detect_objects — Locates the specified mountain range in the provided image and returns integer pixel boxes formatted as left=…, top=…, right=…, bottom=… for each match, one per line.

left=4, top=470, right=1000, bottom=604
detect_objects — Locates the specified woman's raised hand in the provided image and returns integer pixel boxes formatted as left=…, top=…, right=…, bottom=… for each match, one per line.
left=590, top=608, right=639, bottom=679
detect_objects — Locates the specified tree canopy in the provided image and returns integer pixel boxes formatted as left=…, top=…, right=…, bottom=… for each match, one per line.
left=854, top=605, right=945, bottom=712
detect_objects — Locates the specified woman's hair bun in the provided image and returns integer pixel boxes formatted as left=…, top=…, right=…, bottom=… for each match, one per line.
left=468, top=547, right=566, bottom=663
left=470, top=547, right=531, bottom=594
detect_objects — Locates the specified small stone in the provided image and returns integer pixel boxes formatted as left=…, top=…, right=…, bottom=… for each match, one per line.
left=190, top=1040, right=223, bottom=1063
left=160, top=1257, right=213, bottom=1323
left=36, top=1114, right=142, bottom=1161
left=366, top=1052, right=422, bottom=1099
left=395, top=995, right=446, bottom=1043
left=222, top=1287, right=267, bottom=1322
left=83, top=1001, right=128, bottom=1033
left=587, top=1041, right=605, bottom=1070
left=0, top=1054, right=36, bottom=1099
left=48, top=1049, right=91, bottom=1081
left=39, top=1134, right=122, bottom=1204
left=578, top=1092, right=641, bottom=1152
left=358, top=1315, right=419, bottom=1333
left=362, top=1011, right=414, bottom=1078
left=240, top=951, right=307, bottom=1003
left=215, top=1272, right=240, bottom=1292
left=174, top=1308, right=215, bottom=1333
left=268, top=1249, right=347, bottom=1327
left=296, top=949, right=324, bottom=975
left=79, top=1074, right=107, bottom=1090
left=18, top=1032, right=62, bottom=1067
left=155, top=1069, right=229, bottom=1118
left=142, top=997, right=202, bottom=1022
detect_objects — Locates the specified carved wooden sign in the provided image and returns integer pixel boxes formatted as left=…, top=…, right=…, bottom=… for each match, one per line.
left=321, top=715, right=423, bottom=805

--------

WHAT YOU HAVE TO DO: Your task is to reproduce each entry exactly.

RESULT OF THE TASK:
detect_objects — Locates the specified mountain range in the provided image and returns integer pixel boxes formatted as left=…, top=…, right=…, bottom=… for each match, one per line.

left=4, top=470, right=1000, bottom=604
detect_objects — Locates the specified woman's raised hand in the provided image and returns integer pixel boxes formatted as left=…, top=…, right=…, bottom=… for each match, one per line.
left=590, top=608, right=639, bottom=679
detect_objects — Locates the specified tree canopy in the provided image and returns integer pixel boxes formatted as left=…, top=…, right=…, bottom=… for each match, one per line.
left=854, top=605, right=945, bottom=712
detect_objects — Locates the specified woman's hair bun in the provided image and returns integer pixel boxes formatted as left=…, top=…, right=…, bottom=… for each match, one per line.
left=468, top=547, right=566, bottom=663
left=470, top=547, right=531, bottom=594
detect_objects — Locates the specified small stone in the provided image and returns integer pixel boxes formatted as left=…, top=…, right=…, bottom=… for each match, one per line.
left=190, top=1040, right=223, bottom=1063
left=160, top=1257, right=213, bottom=1323
left=36, top=1114, right=142, bottom=1161
left=366, top=1052, right=422, bottom=1099
left=395, top=995, right=446, bottom=1043
left=222, top=1287, right=267, bottom=1322
left=83, top=1001, right=128, bottom=1033
left=587, top=1041, right=605, bottom=1070
left=0, top=1054, right=36, bottom=1099
left=48, top=1049, right=91, bottom=1081
left=39, top=1134, right=122, bottom=1204
left=578, top=1092, right=641, bottom=1152
left=358, top=1315, right=419, bottom=1333
left=362, top=1011, right=414, bottom=1078
left=240, top=951, right=307, bottom=1003
left=215, top=1272, right=240, bottom=1292
left=174, top=1308, right=215, bottom=1333
left=268, top=1249, right=347, bottom=1327
left=296, top=949, right=324, bottom=975
left=79, top=1074, right=107, bottom=1090
left=18, top=1032, right=62, bottom=1067
left=155, top=1069, right=229, bottom=1118
left=142, top=997, right=202, bottom=1022
detect_objects — Locates the specified carved wooden sign in the provided image and returns integer pixel boxes formatted as left=…, top=…, right=…, bottom=… for each match, one per line.
left=321, top=715, right=423, bottom=805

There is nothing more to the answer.